— WHAT IS EXPECTED —
Your task is to restate the data word for word.
Segment Start: DATASET ENTRIES
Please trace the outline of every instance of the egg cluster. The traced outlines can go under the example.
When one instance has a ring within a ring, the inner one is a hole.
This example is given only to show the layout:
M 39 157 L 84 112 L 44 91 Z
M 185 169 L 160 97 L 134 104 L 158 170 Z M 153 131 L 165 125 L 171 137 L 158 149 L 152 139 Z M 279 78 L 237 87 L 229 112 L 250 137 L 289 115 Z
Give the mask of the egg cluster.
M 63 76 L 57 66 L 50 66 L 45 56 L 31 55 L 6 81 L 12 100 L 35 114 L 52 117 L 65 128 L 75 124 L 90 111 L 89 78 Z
Segment End: DATASET ENTRIES
— WRITTEN ANSWER —
Please trace the outline of every instance of the egg cluster. The traced outlines can go under the example.
When one instance has a ring within a ring, the inner one is a hole.
This example is given only to show the layout:
M 39 157 L 84 112 L 44 91 Z
M 185 169 L 160 97 L 134 104 L 158 170 Z M 153 131 L 165 125 L 171 137 L 158 149 L 152 139 Z M 279 78 L 237 87 L 229 112 L 250 137 L 289 115 Z
Give the mask of the egg cluster.
M 63 76 L 57 66 L 50 66 L 45 56 L 31 55 L 6 81 L 12 100 L 35 114 L 52 117 L 65 128 L 75 124 L 90 111 L 89 78 Z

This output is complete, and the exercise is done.